Rewrite the rows below, changing "simplified polygon" to "approximate polygon" wherever it occurs and leaving everything else untouched.

── ENTRIES ──

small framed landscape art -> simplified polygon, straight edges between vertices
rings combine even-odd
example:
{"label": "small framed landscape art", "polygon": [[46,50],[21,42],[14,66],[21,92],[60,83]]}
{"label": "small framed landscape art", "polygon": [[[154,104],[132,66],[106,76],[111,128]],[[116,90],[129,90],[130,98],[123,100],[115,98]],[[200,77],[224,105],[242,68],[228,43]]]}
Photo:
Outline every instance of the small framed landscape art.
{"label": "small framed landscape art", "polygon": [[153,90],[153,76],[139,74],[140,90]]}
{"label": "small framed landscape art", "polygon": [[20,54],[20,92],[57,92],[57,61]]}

───

### [ANSWER FOR THIS EXERCISE]
small framed landscape art -> approximate polygon, straight edges between vertices
rings combine even-odd
example:
{"label": "small framed landscape art", "polygon": [[46,50],[21,42],[14,66],[21,92],[60,83]]}
{"label": "small framed landscape art", "polygon": [[[154,104],[132,66],[106,76],[111,128]],[[116,90],[129,90],[130,98],[123,100],[115,98]],[[200,77],[224,105],[242,68],[228,43]]]}
Photo:
Outline every instance of the small framed landscape art.
{"label": "small framed landscape art", "polygon": [[153,90],[153,76],[139,74],[140,90]]}
{"label": "small framed landscape art", "polygon": [[20,54],[20,92],[57,92],[57,61]]}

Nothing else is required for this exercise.